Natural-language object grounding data
^^^^^^^^^^^^^^^^
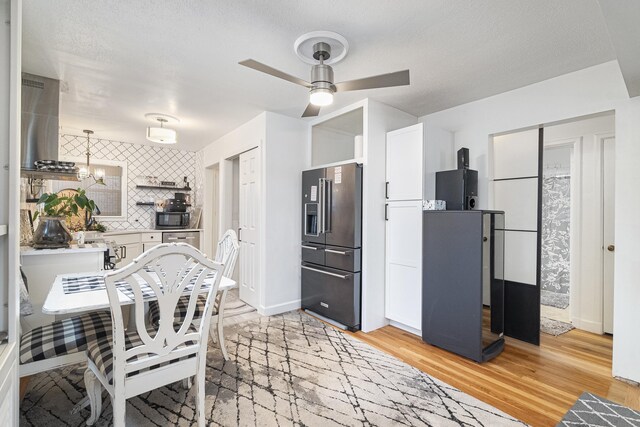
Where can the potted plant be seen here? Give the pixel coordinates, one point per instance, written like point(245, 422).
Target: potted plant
point(52, 231)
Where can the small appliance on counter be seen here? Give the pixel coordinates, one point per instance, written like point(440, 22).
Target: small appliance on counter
point(458, 187)
point(171, 220)
point(177, 204)
point(463, 282)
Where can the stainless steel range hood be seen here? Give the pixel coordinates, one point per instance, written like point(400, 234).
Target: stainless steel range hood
point(40, 123)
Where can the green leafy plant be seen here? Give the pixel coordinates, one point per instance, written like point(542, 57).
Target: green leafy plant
point(54, 205)
point(97, 226)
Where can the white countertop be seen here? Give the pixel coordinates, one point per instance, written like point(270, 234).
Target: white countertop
point(147, 230)
point(92, 247)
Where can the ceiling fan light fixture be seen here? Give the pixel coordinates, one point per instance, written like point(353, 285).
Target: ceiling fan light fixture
point(321, 97)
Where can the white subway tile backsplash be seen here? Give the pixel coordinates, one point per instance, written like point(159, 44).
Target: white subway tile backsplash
point(142, 160)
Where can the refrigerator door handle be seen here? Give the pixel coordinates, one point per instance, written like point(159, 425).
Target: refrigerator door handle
point(313, 248)
point(340, 276)
point(332, 251)
point(327, 206)
point(321, 202)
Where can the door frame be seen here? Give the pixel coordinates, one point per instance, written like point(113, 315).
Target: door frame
point(575, 253)
point(601, 138)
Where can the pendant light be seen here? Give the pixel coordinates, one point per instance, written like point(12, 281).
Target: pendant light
point(85, 171)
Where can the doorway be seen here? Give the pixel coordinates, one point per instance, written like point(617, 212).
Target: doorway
point(245, 185)
point(577, 216)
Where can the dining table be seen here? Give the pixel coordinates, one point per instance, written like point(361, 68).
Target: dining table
point(83, 292)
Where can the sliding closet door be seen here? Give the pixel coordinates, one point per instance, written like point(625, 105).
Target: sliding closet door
point(516, 190)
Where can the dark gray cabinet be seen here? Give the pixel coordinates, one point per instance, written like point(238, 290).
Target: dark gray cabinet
point(463, 282)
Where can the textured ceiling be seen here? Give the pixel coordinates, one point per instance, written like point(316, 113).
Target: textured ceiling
point(121, 59)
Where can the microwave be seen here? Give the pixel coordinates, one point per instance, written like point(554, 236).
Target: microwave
point(171, 220)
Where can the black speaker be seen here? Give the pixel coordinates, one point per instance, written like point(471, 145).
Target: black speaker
point(459, 188)
point(463, 158)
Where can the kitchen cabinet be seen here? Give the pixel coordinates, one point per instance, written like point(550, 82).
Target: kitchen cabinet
point(129, 246)
point(404, 163)
point(150, 240)
point(41, 266)
point(403, 263)
point(403, 215)
point(8, 387)
point(133, 243)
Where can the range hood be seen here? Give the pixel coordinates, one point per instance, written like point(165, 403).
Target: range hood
point(40, 123)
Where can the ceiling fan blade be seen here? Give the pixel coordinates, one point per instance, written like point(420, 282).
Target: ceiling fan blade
point(399, 78)
point(311, 111)
point(259, 66)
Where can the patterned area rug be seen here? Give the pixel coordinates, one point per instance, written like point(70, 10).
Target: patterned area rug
point(289, 369)
point(554, 327)
point(554, 299)
point(591, 410)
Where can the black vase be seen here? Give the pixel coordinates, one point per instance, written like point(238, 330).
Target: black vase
point(52, 233)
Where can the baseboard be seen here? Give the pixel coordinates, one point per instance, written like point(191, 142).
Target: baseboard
point(587, 325)
point(406, 328)
point(279, 308)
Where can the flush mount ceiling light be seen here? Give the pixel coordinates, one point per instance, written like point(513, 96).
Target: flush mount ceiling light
point(162, 134)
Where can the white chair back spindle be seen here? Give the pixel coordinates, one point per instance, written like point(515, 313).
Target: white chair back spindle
point(227, 252)
point(170, 271)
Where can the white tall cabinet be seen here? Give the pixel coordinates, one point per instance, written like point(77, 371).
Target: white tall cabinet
point(10, 60)
point(403, 215)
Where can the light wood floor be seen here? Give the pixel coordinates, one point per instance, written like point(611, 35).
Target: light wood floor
point(534, 384)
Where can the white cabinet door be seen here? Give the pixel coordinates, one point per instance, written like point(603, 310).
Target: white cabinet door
point(129, 252)
point(404, 163)
point(8, 389)
point(403, 296)
point(249, 213)
point(147, 246)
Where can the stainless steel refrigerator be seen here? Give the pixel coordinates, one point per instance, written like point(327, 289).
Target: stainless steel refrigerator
point(332, 243)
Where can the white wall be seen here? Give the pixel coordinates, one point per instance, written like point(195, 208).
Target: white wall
point(439, 155)
point(285, 155)
point(331, 145)
point(284, 144)
point(589, 91)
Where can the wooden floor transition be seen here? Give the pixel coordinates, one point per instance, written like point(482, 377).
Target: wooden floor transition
point(534, 384)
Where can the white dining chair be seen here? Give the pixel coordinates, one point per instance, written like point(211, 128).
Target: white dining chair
point(227, 254)
point(143, 358)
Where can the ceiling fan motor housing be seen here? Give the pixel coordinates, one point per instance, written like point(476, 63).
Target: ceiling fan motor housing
point(321, 73)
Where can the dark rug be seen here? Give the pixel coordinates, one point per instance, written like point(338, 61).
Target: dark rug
point(591, 410)
point(285, 370)
point(554, 327)
point(554, 299)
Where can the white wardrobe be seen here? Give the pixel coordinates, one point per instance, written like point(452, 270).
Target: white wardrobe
point(403, 215)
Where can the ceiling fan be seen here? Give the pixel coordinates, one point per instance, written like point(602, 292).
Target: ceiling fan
point(321, 88)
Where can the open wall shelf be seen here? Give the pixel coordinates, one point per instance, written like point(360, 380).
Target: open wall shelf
point(161, 187)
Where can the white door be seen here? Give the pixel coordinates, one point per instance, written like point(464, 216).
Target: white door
point(249, 217)
point(403, 265)
point(404, 163)
point(608, 237)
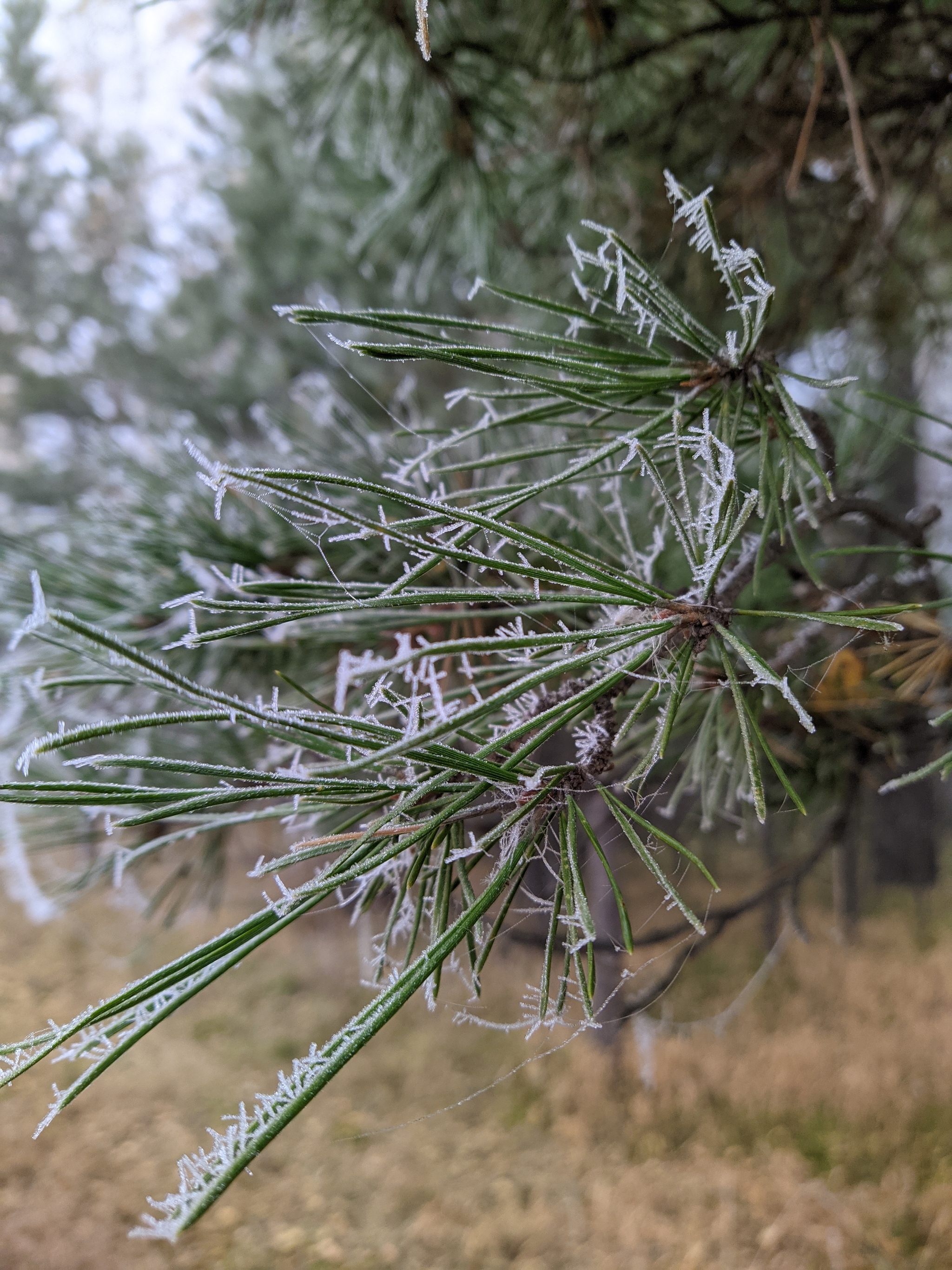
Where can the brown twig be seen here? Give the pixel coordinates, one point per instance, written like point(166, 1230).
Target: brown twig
^^^^^^^^^^^^^^^^
Work item>
Although the records contain pictures, restate them word for word with those pictures left out.

Task solution>
Where can the potted plant be seen here? Give the pixel coordinates, one point per instance, written like point(245, 422).
Target: potted plant
point(52, 231)
Where can the small appliance on counter be seen here? Give the pixel coordinates, one point per instance, written like point(440, 22).
Target: small appliance on counter
point(458, 187)
point(171, 220)
point(177, 204)
point(463, 282)
Where can the stainless steel range hood be seen here? Give the pixel coordinates, one point per instance, written like point(400, 234).
Target: stainless steel range hood
point(40, 123)
Where can the green leafy plant be seen here? Give the pixel coordinates, one point per instance, written like point(542, 57).
Target: green leafy plant
point(54, 205)
point(97, 226)
Where can the white countertop be seen here? Give the pixel coordinates, one point per instance, written like point(270, 234).
Target: white countertop
point(147, 230)
point(92, 247)
Where can the ceiling fan light fixture be seen here? Give the pixel coordinates, one point per instance, written like point(353, 285).
Target: ceiling fan light fixture
point(321, 97)
Where can the white subway tile backsplash be seen here? Give the pixel coordinates, one point per instance, written like point(159, 44).
Target: white subway tile backsplash
point(142, 160)
Where can the refrigerator door handle be seen here? Give the pixel coordinates, one point per instance, written like point(159, 425).
Target: refrigerator door handle
point(313, 248)
point(340, 276)
point(332, 251)
point(327, 206)
point(321, 202)
Where can the door frame be seen here? Give the pixel coordinates, one point per instance, written like point(113, 315).
Target: door frame
point(575, 253)
point(601, 138)
Where can the pendant light be seen here? Give the pixel coordinates, one point per instance, written like point(12, 281).
Target: pendant light
point(85, 171)
Where can the doorway be seen here? Give the pixel coordinates, one point per instance, written like point(617, 212).
Target: doorway
point(245, 185)
point(577, 216)
Where can the dining table be seen here? Give the pixel coordinates, one point per instance, written like point(361, 68).
Target: dining table
point(83, 292)
Where can the sliding closet door be seen here? Give the pixel coordinates, one point per instance, written like point(625, 105).
Target: sliding closet door
point(516, 190)
Where can the dark gray cabinet be seen here? Give the pixel coordinates, one point per instance, written like point(238, 290).
Target: dark gray cabinet
point(463, 282)
Where can the textured ceiling be seen here? Give the pixel coordinates, one point per instance, written like point(316, 113).
Target: textured ceiling
point(121, 59)
Where can the microwave be seen here? Give the pixel coordinates, one point per instance, written like point(554, 236).
Target: microwave
point(171, 220)
Where can the black speaker be seen here? Give the pixel coordinates, one point per instance, written like point(471, 145).
Target: black speaker
point(459, 188)
point(463, 158)
Where can the kitchen cabinet be seen here? Give the pixel coordinates, one point per instance, written like point(550, 82).
Target: kitchen cabinet
point(129, 246)
point(404, 163)
point(150, 240)
point(41, 266)
point(403, 263)
point(403, 215)
point(8, 387)
point(133, 243)
Where can the range hood be seen here? Give the pixel coordinates, one point per instance, written like point(165, 403).
Target: range hood
point(40, 123)
Where can the ceiling fan blade be seen here? Give the pixel coordinates, one point per instance, written like point(420, 282).
Target: ceiling fan blade
point(399, 78)
point(311, 111)
point(259, 66)
Where can the patterned area rug be seen here? Give the pixel coordinates, one point per instance, written like point(70, 10).
Target: patterned area rug
point(289, 369)
point(554, 327)
point(554, 299)
point(591, 410)
Where can the black vase be seen here? Give the pixel coordinates, one point per instance, written like point(238, 330).
Target: black vase
point(52, 233)
Where can the baseboard be seen here? Give the pixel coordinates, one point per instance, written like point(191, 142).
Target: baseboard
point(587, 325)
point(406, 328)
point(279, 308)
Where can the flush mount ceiling light be seen here? Give the pixel coordinates, one point per instance, written like point(513, 96).
Target: flush mount ceiling light
point(162, 134)
Where can the white chair back spindle be seen here? Give the pixel coordinates, one point per instance, written like point(515, 313).
Target: white chair back spindle
point(227, 252)
point(170, 271)
Where can the white tall cabinet be seen here? Give the pixel coordinates, one point per instance, written like point(77, 371).
Target: white tall cabinet
point(10, 60)
point(403, 215)
Where can the light wood floor be seen here? Give the pixel coordinates, one point per instance, written like point(611, 35).
Target: light wood floor
point(534, 384)
Where can the white cabinet door be seen here? Give the pixel coordinates, one point per instance, written like point(603, 310).
Target: white cabinet door
point(129, 252)
point(404, 163)
point(8, 389)
point(403, 296)
point(249, 213)
point(147, 246)
Where can the stainless steel refrigerator be seen here? Give the pixel coordinates, one point per instance, written like point(327, 289).
Target: stainless steel refrigerator
point(332, 243)
Where can the white wall be seen here? Give the pixel coordinates, one point per instance, written like point(195, 208).
Target: white wall
point(439, 155)
point(285, 155)
point(331, 145)
point(284, 144)
point(589, 91)
Where can the wooden floor transition be seen here? Give the pixel coordinates, one point per instance, written like point(482, 377).
Target: wooden floor transition
point(534, 384)
Where can the white dining chair be seen here? Give the pixel coordinates, one point per instance, written like point(211, 128).
Target: white dining chair
point(227, 254)
point(143, 358)
Where can the ceiling fan motor housing be seen here? Give the pixel coordinates, one point per instance, written like point(476, 63).
Target: ceiling fan motor housing
point(321, 73)
Where can the dark rug be seen here? Give the pixel coordinates, one point per instance, written like point(338, 61).
Target: dark rug
point(591, 410)
point(285, 370)
point(554, 327)
point(554, 299)
Where can the white wardrobe be seen here? Give the pixel coordinates, one point per instance, written like point(452, 270).
Target: white wardrobe
point(403, 215)
Where can the ceiling fan be seen here? Give the pixel coordinates, one point per instance, written like point(602, 292).
Target: ceiling fan
point(321, 88)
Where can the open wall shelf be seen here? Give the pixel coordinates, one point per instance, written like point(360, 380).
Target: open wall shelf
point(161, 187)
Where can the white door be seen here? Give the pixel coordinates, one point per instance, written like point(464, 216).
Target: white door
point(249, 217)
point(403, 265)
point(404, 163)
point(608, 237)
Where can the brown twig be seen here? Give the pixel coordinates, one point per instance, written like point(166, 1230).
Target: brown twig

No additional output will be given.